> **Your task**:
Below are the records. Retype exactly the lines between the lines holding "the breakwater, a" and "The function MUST return, for every instance of the sea, a", inclusive.

> **Information supplied**:
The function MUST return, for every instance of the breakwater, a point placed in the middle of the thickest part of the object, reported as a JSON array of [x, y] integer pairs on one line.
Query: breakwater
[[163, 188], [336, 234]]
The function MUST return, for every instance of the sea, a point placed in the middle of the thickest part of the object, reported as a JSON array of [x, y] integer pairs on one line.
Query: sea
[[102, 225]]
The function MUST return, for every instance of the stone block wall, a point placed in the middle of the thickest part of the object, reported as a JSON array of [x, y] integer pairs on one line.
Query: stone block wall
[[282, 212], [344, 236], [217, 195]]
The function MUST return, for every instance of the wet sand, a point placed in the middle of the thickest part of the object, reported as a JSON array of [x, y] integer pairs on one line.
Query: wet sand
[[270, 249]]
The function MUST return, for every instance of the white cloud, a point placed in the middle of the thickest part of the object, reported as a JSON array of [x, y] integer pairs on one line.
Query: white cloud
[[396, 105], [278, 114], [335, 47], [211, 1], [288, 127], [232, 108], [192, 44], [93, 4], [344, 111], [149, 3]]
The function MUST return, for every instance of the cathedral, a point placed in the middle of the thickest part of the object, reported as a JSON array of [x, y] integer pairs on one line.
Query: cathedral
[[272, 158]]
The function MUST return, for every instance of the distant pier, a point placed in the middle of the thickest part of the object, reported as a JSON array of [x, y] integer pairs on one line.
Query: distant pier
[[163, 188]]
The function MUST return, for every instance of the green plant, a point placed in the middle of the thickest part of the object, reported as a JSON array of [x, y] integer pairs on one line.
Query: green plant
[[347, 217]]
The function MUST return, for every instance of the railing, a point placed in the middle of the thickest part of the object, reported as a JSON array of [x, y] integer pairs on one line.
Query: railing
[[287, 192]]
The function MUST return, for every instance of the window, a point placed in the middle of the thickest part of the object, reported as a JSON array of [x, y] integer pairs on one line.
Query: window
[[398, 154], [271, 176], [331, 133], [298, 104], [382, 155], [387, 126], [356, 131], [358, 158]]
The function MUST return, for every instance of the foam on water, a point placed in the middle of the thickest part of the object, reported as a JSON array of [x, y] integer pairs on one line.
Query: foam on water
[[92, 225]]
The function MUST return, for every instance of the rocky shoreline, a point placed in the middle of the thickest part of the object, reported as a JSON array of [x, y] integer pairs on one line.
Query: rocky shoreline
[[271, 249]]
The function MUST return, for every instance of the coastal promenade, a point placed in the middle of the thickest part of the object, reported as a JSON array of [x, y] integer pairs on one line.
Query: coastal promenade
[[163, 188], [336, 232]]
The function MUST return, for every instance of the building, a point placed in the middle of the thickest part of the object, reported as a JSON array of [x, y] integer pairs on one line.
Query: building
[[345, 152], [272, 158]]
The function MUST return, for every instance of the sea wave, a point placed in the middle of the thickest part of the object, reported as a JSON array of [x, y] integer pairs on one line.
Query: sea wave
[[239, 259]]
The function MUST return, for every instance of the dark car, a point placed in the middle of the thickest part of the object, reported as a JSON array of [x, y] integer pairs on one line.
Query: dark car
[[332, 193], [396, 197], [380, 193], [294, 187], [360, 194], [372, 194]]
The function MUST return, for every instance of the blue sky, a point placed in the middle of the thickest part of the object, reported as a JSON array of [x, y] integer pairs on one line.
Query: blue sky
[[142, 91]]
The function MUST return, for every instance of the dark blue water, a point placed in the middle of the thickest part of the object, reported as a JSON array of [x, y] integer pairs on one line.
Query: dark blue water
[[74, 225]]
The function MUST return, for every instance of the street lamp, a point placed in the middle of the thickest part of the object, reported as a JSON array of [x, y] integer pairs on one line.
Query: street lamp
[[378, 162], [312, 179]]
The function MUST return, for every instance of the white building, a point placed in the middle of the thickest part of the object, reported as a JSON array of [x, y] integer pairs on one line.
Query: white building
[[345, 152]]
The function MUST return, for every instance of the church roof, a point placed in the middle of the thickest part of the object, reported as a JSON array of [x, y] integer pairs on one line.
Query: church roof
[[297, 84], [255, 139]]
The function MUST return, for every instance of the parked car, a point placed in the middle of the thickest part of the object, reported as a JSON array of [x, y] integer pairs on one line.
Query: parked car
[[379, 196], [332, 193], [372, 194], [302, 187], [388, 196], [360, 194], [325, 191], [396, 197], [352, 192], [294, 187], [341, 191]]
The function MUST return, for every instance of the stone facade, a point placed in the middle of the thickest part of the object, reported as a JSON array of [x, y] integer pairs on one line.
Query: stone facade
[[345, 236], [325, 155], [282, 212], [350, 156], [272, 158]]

--

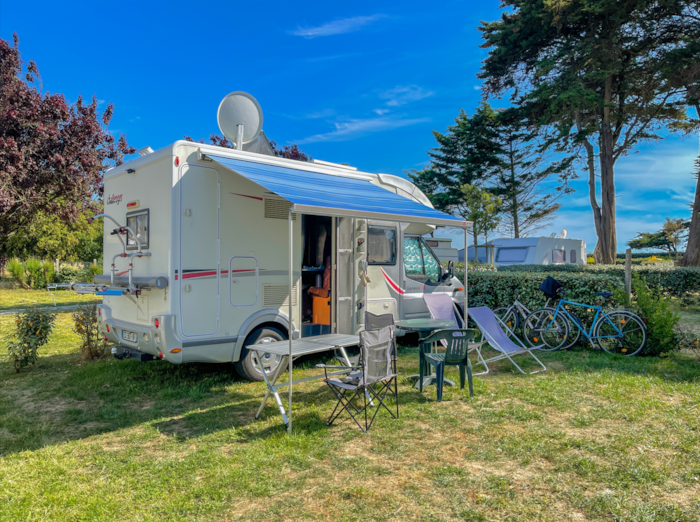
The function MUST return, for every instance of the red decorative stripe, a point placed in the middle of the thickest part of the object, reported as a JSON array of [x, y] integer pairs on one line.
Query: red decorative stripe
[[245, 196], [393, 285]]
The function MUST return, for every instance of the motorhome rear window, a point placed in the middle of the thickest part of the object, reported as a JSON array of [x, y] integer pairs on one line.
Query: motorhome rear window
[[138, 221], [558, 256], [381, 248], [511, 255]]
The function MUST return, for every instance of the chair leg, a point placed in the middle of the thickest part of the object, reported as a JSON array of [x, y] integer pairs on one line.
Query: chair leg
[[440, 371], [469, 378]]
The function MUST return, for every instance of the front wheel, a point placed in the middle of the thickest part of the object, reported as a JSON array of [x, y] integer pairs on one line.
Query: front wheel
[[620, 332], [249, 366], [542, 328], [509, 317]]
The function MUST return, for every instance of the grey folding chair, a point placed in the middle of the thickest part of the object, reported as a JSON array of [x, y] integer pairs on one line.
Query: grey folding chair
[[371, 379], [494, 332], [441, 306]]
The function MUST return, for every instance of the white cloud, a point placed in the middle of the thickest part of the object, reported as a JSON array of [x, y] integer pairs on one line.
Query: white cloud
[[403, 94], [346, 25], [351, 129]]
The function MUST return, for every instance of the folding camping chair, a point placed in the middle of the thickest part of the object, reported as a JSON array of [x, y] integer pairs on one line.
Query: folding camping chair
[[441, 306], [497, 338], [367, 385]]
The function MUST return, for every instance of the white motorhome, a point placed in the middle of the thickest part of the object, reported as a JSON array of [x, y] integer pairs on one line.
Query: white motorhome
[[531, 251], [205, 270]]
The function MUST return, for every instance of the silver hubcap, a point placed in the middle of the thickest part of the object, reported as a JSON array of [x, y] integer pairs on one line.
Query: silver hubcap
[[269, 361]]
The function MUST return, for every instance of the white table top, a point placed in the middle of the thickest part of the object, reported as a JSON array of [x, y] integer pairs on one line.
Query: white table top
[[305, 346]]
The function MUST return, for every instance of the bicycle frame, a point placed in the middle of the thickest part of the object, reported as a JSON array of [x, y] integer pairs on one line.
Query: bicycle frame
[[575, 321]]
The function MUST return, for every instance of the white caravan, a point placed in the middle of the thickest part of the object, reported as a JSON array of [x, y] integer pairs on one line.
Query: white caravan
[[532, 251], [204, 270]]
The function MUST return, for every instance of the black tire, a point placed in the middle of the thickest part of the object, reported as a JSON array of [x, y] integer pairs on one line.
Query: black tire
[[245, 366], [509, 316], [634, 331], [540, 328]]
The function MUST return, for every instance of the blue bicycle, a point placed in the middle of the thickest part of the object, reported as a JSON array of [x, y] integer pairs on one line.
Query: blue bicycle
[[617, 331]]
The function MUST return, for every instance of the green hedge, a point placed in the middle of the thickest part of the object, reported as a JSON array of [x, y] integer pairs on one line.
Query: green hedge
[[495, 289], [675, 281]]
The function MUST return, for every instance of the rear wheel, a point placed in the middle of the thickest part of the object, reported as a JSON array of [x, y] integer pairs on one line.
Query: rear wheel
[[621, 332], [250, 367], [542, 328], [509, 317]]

---

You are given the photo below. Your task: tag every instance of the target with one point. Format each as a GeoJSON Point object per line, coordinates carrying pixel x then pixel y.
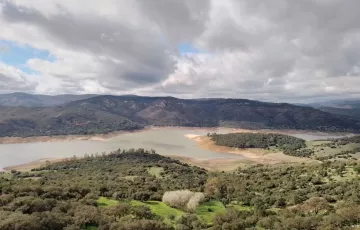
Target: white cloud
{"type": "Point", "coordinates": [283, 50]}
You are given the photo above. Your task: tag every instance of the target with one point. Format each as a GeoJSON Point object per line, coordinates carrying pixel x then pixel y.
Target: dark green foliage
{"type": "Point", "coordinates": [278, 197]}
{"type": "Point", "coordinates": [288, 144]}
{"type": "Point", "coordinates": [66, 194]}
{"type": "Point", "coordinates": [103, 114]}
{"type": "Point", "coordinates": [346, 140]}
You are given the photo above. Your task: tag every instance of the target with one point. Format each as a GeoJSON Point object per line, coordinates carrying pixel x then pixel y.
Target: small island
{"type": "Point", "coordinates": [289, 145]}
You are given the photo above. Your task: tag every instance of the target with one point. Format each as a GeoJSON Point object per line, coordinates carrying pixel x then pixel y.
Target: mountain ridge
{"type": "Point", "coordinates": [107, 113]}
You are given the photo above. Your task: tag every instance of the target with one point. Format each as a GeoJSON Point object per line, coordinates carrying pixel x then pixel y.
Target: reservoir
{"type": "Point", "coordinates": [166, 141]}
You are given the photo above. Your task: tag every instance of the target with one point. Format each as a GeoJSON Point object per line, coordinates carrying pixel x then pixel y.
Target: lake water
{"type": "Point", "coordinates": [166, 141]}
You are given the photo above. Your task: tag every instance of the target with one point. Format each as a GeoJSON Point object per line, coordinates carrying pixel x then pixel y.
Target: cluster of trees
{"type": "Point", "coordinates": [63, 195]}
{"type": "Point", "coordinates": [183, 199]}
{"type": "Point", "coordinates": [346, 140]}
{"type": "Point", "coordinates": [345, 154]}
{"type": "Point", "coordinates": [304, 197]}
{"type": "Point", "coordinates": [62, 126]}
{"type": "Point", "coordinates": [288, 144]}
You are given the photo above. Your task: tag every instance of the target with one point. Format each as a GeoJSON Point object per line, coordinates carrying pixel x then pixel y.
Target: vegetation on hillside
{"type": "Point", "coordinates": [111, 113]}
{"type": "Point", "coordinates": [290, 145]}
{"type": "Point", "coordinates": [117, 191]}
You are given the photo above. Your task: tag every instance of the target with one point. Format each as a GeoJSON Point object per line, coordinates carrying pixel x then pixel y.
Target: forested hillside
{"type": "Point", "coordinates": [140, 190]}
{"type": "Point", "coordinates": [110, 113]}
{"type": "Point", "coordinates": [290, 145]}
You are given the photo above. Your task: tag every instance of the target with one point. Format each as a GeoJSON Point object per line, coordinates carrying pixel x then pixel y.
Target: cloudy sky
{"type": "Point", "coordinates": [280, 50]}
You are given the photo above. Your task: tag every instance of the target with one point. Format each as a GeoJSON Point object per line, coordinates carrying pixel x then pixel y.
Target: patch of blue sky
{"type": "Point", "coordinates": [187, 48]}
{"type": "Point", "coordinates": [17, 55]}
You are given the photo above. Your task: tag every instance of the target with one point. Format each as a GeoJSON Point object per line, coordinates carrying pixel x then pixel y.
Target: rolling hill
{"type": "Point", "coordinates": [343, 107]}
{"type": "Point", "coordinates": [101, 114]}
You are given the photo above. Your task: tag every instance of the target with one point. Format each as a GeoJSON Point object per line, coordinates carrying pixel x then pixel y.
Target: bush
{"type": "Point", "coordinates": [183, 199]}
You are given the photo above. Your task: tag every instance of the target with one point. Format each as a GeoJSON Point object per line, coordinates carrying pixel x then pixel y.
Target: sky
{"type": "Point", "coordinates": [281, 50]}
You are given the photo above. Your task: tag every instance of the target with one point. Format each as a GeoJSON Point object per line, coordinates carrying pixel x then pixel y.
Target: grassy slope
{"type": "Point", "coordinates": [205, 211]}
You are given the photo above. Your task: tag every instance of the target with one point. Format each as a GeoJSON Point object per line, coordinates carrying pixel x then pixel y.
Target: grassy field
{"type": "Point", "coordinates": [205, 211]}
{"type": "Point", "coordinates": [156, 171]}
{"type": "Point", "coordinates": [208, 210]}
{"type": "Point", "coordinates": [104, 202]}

> **Result of this task**:
The function MUST return, for every instance of the breakwater, a point placed in the middle of the thickest part of the object, reported as a JSON array of [x, y] integer pairs on one line.
Query: breakwater
[[163, 188], [336, 234]]
The function MUST return, for every instance of the sea, a point placed in the middle of the thickest part of the object, reported as a JSON array of [x, y] integer pairs on one line.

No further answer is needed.